- _GIVEN ENTRIES_
## start

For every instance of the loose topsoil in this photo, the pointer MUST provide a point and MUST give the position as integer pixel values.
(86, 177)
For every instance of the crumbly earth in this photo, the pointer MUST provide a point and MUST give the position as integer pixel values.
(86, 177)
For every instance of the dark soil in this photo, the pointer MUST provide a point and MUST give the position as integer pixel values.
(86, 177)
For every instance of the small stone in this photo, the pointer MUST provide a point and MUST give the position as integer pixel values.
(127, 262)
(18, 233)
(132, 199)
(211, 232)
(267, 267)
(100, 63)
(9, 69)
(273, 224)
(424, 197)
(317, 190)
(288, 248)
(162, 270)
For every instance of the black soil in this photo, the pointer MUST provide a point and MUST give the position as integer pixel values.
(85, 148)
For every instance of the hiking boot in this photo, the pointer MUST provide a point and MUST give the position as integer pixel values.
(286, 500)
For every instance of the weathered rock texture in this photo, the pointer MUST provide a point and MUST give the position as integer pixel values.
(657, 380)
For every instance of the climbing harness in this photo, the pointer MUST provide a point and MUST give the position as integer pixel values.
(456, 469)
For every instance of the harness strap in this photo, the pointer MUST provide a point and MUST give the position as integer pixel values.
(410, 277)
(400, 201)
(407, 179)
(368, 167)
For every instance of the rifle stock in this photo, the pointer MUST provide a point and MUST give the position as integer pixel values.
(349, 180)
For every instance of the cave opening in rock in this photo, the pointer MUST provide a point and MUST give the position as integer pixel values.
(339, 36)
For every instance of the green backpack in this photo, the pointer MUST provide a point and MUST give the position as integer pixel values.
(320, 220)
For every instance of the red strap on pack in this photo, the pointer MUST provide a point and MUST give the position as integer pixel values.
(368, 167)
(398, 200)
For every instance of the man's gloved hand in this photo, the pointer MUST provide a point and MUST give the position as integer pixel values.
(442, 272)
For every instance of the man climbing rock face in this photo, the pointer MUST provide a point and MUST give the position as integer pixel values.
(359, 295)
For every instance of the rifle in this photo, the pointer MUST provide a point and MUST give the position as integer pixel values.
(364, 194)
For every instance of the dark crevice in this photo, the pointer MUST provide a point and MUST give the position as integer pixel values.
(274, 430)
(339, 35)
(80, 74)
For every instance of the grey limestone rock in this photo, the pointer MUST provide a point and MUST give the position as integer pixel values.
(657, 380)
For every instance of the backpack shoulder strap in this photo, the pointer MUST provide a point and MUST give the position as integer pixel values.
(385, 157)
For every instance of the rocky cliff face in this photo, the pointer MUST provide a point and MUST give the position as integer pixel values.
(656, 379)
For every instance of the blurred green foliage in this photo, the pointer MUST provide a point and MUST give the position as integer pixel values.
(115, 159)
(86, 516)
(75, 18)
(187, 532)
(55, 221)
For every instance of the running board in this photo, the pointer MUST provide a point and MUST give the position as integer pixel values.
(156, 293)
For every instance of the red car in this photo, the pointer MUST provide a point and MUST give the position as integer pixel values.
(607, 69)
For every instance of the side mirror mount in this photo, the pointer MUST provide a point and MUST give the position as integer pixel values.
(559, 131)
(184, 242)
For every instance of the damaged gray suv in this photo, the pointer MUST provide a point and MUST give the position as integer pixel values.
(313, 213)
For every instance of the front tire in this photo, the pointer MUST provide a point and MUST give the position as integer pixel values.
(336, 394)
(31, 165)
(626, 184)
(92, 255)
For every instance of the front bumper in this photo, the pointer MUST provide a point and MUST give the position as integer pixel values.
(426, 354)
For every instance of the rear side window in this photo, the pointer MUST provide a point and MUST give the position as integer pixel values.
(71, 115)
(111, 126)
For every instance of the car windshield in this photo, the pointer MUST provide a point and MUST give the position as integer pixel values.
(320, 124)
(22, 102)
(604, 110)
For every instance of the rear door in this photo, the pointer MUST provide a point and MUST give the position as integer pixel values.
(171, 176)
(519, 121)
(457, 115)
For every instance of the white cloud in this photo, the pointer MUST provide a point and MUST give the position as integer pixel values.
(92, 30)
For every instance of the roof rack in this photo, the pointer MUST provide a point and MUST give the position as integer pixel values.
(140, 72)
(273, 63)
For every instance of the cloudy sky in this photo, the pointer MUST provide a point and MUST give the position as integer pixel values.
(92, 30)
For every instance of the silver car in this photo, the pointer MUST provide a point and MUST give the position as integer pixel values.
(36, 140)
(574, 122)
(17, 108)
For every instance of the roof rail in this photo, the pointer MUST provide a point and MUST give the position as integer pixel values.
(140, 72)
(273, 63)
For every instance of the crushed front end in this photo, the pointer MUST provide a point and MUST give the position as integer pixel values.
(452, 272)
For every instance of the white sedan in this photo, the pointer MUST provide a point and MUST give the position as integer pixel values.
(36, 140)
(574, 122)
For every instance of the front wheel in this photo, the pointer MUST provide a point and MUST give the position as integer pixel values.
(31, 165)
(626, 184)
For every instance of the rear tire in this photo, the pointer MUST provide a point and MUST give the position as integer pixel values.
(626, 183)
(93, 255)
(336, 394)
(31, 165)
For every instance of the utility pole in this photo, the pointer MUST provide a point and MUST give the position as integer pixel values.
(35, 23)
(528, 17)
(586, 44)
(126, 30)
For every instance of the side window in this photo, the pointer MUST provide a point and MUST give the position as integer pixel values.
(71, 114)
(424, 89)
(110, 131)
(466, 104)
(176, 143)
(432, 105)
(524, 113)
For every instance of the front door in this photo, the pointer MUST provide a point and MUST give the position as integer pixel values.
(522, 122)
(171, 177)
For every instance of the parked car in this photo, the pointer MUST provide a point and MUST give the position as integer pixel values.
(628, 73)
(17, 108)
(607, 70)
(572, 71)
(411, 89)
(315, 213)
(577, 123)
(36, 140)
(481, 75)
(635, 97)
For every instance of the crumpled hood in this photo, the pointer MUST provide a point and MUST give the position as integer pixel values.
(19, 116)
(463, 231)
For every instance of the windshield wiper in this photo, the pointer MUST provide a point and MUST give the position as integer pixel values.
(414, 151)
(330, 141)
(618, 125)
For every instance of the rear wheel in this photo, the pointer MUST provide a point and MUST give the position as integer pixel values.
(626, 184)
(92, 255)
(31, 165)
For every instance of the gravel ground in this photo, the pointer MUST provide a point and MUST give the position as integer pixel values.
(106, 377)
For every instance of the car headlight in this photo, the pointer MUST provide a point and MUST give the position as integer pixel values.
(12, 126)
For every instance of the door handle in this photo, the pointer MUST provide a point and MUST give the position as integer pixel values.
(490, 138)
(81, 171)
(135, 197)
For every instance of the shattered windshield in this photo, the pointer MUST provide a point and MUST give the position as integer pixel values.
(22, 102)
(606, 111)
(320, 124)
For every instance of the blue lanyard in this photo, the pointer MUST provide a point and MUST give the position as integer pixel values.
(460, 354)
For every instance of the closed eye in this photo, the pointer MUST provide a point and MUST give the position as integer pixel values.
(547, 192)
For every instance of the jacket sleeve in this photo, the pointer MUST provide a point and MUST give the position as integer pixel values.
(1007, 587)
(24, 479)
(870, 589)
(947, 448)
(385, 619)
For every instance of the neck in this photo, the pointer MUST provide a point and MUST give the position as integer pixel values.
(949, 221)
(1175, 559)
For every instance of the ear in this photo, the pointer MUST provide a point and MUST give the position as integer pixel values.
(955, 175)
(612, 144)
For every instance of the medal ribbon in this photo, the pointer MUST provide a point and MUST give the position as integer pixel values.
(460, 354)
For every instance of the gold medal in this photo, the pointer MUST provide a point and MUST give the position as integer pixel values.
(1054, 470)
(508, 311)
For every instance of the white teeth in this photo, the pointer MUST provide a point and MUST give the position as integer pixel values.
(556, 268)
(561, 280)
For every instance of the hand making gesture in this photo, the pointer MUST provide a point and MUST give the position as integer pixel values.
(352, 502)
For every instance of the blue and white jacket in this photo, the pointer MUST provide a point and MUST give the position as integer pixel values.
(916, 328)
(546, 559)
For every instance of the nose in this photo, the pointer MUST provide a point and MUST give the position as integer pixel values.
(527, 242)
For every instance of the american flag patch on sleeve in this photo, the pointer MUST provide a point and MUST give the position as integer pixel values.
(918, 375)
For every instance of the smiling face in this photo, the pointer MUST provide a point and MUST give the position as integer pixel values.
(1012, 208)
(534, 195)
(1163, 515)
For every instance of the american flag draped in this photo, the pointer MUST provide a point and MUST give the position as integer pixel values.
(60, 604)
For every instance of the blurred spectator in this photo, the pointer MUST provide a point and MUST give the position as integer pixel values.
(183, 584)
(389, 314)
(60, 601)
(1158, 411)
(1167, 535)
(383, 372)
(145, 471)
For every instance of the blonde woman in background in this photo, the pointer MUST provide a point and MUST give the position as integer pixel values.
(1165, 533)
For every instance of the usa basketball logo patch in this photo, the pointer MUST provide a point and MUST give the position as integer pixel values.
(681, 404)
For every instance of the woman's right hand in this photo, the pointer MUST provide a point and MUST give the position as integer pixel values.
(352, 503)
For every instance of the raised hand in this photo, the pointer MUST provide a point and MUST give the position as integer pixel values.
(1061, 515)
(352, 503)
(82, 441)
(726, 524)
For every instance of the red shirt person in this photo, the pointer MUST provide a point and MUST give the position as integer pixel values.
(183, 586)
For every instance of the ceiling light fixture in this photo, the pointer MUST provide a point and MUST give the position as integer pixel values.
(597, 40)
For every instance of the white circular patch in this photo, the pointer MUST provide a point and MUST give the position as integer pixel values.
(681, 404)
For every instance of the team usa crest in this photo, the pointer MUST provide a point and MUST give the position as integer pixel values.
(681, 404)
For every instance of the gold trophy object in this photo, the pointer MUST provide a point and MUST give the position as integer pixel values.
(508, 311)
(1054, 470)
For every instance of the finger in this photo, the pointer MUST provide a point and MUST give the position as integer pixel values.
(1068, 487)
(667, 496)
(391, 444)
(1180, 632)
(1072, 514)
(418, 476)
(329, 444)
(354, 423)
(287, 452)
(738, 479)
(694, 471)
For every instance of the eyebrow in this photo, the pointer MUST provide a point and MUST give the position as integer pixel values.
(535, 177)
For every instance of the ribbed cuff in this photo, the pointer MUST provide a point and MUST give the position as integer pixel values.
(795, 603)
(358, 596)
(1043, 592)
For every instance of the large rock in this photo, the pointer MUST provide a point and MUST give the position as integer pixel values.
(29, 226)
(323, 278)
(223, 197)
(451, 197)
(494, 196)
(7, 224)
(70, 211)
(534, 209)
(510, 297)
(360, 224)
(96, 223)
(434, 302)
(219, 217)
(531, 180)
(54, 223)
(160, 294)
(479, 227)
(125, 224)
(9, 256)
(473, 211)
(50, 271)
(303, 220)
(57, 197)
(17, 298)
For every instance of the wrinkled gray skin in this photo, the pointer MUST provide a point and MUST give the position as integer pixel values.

## end

- _SET PROBLEM_
Retype only the lines running from the line with "For every instance of the team" to the end of the listing, including both of those lines.

- _SOLUTION TO THIS TASK_
For every instance of the team usa crest in this photo, the pointer MUST provide a point and MUST give the position as integer pixel values.
(681, 404)
For every instance of the gold trophy object in this photo, the pointer MUST provide a point and MUST give the position as integer pixel values.
(508, 311)
(1054, 470)
For every instance of the finger in this photo, the pointer MUST provide a point and MUST give the position as integer pixel values.
(1068, 487)
(667, 496)
(391, 444)
(1180, 632)
(1072, 514)
(418, 476)
(329, 444)
(354, 423)
(287, 452)
(738, 479)
(694, 471)
For every instance of the eyebrow in this photo, the pointer MUST provide a point and MUST give the position as integer pixel values.
(535, 177)
For every instance of the ribbed cuff in this photo, the pointer MUST provide a point and MUST give the position as integer pixel values.
(795, 603)
(358, 596)
(1043, 592)
For every instance of the large rock in this photo, the pointer MUST provide a point and MUST give the position as integer pixel values.
(29, 226)
(323, 278)
(223, 197)
(451, 197)
(494, 196)
(7, 224)
(70, 211)
(534, 209)
(510, 297)
(360, 224)
(96, 223)
(434, 302)
(219, 217)
(531, 180)
(54, 223)
(160, 294)
(479, 227)
(125, 224)
(9, 256)
(473, 211)
(50, 271)
(303, 220)
(57, 197)
(17, 298)
For every instance of the wrinkled gray skin in this photo, the pointer MUST provide a point and MUST give the position as integer pixel values.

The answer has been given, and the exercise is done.